▶ _SOURCE PASSAGE_
[START]

[Date Prev][Date Next][Thread Prev][Thread Next][Date Index][Thread Index]
Re: repeated extended pattern substitution incredibly slow w/large varia
From: |
Piotr Grzybowski |
Subject: |
Re: repeated extended pattern substitution incredibly slow w/large variables |
Date: |
Sun, 18 Sep 2016 17:21:33 +0200 |
Hi,
maybe I do not fully follow your example, but wouldn't you instead of:
time D="${C//\[+([0-9])\]=}" # rm '[<subscr>]='
want:
time D="${C//\[[0-9]*\]=}" # rm '[<subscr>]='
your example copies a lot to D and thats what takes time, I guess.
cheers,
pg
On 18 Sep 2016, at 11:32, xaoxx@t-online.de wrote:
>
> Configuration Information [Automatically generated, do not change]:
> Machine: i686
> OS: linux-gnu
> Compiler: gcc
> Compilation CFLAGS: -DPROGRAM='bash' -DCONF_HOSTTYPE='i686'
> -DCONF_OSTYPE='linux-gnu' -DCONF_MACHTYPE='i686-pc-linux-gnu'
> -DCONF_VENDOR='pc' -DLOCALEDIR='/usr/share/locale' -DPACKAGE='bash' -DSHELL
> -DHAVE_CONFIG_H -DDEBUG -DMALLOC_DEBUG -I. -I. -I./include -I./lib -g -O2
> -Wno-parentheses -Wno-format-security
> uname output: Linux Xaox 4.4.0-tm3 #2 Mon Feb 22 13:26:44 CET 2016 i686
> GNU/Linux
> Machine Type: i686-pc-linux-gnu
>
> Bash Version: 4.4
> Patch Level: 0
> Release Status: rc2 / release
>
> Description:
> The tests below were performed with 4.4.0-rc2. However, the problem is
> still present in 4.4.0-release, only execution times are even higher
> for about 20%.

[END]

▶ _EXERCISES_
1 - In the bash mailing list thread, by roughly how much are execution times higher in 4.4.0-release than in 4.4.0-rc2?
2 - Proceed with the bash mailing list thread from the point where it stops.
The lines after this point aren't needed.

▶ _ITEMS_
[START]

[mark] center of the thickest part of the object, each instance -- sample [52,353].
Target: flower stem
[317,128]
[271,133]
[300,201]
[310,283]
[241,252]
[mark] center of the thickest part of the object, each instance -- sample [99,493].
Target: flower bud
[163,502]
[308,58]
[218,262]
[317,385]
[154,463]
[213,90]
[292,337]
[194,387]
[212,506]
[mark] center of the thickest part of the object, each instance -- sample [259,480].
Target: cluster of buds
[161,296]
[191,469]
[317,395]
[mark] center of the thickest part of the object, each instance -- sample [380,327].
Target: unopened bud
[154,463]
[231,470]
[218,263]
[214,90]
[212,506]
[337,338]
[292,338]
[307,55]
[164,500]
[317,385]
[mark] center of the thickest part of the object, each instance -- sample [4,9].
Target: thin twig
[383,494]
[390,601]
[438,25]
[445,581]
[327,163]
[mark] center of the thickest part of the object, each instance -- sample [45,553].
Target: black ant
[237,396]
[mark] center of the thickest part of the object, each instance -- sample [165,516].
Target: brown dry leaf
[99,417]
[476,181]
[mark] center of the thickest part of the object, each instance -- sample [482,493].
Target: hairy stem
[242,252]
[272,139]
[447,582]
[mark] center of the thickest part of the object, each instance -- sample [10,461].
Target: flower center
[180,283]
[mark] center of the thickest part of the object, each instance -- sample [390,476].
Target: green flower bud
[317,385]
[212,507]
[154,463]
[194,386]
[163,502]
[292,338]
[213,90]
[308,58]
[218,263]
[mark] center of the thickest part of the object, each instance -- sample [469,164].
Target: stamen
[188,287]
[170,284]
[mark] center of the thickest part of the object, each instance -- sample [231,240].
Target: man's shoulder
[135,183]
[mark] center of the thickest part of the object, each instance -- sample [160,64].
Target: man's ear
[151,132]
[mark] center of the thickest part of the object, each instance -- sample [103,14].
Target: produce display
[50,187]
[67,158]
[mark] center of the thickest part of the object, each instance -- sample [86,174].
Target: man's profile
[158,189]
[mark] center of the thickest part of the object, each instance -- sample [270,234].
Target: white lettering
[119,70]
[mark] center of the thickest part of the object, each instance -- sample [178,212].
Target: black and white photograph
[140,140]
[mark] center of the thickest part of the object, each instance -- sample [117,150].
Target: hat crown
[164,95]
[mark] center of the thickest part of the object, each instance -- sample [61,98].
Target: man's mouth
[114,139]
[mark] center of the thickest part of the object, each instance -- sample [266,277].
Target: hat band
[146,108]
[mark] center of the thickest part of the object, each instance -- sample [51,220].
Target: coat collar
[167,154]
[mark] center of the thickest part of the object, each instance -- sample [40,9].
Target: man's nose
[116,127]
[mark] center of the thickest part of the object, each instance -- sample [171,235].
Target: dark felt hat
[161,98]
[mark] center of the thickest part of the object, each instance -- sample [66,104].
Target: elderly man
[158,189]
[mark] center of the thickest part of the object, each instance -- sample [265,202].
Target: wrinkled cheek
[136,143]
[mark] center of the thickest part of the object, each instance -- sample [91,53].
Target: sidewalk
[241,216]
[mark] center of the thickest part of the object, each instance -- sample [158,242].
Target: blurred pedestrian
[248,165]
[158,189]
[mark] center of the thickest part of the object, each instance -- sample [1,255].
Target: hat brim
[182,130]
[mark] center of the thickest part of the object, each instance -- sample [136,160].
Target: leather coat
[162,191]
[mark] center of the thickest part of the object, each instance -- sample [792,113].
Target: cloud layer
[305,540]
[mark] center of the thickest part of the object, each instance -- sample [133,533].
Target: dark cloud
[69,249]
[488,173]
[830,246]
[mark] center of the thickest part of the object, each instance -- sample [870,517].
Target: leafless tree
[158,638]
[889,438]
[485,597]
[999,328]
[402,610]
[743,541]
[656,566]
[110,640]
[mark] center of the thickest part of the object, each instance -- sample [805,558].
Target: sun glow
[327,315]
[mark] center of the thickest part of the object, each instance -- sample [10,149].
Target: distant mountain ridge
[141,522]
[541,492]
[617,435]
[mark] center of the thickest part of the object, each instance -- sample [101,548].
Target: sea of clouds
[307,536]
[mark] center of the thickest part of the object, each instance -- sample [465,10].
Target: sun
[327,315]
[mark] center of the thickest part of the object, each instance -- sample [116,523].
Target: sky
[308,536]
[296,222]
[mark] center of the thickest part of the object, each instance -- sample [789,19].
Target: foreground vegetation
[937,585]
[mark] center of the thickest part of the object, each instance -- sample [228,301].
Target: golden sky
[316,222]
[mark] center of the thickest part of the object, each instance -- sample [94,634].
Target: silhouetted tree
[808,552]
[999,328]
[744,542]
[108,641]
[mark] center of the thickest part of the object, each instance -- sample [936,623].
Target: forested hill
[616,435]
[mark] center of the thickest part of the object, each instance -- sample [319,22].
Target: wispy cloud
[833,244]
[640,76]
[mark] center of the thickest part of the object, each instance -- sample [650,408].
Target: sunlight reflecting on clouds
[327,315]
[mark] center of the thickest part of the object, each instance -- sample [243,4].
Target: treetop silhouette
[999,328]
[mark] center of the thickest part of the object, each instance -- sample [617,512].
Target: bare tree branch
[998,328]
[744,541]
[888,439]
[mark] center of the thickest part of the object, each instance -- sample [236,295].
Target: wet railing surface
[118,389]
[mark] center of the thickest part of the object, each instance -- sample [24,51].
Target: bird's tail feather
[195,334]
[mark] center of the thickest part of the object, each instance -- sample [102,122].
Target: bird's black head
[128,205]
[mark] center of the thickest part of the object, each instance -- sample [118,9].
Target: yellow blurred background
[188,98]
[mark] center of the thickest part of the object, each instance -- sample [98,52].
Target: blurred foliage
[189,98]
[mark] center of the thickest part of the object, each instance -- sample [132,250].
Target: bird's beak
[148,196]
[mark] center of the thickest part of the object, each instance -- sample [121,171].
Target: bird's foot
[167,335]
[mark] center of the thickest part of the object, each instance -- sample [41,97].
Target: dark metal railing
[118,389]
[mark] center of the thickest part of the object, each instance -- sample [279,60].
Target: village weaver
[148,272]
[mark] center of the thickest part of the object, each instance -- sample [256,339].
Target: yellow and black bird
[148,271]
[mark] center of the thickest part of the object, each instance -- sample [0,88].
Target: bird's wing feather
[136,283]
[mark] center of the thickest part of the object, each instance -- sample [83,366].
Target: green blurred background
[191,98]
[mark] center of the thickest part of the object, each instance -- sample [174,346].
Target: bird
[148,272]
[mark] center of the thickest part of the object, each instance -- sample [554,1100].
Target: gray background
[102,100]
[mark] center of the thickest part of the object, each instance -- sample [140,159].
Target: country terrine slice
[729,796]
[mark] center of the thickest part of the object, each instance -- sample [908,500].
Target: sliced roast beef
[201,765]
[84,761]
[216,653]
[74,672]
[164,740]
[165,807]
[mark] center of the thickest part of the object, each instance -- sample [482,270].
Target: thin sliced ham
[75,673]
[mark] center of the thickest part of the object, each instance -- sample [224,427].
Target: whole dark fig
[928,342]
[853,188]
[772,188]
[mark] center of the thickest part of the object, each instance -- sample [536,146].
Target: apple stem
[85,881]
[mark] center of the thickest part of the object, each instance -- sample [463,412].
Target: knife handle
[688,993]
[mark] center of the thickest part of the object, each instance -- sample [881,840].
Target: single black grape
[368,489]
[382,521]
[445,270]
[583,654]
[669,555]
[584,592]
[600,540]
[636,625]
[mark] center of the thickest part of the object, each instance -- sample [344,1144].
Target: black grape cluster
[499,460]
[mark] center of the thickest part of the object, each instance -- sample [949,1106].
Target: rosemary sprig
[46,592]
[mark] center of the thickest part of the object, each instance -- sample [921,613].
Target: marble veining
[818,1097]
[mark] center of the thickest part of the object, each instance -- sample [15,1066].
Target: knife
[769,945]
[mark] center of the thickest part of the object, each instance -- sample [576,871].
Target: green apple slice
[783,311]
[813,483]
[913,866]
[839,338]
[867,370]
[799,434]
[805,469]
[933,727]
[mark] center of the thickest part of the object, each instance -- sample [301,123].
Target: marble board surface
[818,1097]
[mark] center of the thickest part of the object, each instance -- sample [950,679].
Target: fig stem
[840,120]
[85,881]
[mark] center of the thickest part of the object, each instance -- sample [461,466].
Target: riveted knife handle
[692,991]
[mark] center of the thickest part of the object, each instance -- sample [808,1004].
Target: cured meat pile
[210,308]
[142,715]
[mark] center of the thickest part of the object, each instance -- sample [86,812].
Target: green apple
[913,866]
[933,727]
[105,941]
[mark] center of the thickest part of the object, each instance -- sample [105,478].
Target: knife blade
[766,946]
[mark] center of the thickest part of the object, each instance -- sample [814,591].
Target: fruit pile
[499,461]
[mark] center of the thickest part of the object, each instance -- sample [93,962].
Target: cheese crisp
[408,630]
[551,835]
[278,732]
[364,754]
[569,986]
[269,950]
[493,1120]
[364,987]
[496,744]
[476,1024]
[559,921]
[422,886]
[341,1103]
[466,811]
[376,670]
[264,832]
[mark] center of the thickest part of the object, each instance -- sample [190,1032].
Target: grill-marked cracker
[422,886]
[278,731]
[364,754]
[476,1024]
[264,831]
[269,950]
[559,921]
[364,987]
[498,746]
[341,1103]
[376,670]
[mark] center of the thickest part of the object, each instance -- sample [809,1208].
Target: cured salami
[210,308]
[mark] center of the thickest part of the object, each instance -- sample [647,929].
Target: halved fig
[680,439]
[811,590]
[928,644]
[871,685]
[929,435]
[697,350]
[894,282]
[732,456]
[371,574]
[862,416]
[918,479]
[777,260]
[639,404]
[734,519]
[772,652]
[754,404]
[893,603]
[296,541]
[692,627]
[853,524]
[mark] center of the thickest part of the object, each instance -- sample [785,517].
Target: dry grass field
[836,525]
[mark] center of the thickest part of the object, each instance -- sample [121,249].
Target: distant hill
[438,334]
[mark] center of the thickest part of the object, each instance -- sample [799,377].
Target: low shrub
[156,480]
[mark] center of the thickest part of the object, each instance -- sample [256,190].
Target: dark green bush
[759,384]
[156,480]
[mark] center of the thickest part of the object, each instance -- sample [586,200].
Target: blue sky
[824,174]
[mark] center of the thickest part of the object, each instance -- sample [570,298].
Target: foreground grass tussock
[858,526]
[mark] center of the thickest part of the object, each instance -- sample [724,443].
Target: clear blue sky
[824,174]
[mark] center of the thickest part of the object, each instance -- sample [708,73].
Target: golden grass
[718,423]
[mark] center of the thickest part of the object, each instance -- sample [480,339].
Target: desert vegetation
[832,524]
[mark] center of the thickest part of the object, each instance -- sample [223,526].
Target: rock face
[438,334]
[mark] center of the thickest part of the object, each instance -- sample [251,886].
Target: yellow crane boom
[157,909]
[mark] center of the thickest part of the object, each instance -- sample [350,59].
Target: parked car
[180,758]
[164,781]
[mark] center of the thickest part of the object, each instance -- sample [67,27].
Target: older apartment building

[END]

▶ _PER-TASK OUTPUTS_
1 - About 20%.

2 -
>
> Repeated pattern substitution (here: removal) using an extended pattern
> and variables of considerable size is incredibly time and cpu consuming.
> The command that revealed the problem was:
>
> D=${C//\[+([0-9])\]=}
>
> The variable C contains the output of 'declare -p A', where A is an
> array with 510 file names and C contains 510 matches. But as can be
> seen below, also commands like
>
> D=${C//u+([a-z])} or D=${C//@(usr)}
>
> trigger the problem, but _not_ commands like
>
> D=${C//usr} or D=${C//u[a-z][a-z]}
>
> See the test case and statistics below.
>
> Of course, the problem is simply solvable be a mini sed(1) script, but
> every now and then I try comands like the above, because I think that
> simple tasks should be doable without the aid of external programmes.
> But in many such cases I must sadly accept that using external programs,
> especially sed(1), is the quicker method.
> Additionally I will have to revise my script (a ~100kb font editor)
> and possibly replace other constructs using extended pattern maching.
>
> Repeat-By:
> -----------------------------------------------------------------------
> declare -a B A=( /usr/share/consolefonts/* ) # column 2: here 510 files
>
> # A=( "${A[@]##*/}" ) # column 3: pure filenames
> # A=( "${A[@]/*/a}" ) # column 4: "a"
> # A=( "${A[@]/*}" ) # column 5: "" (empty)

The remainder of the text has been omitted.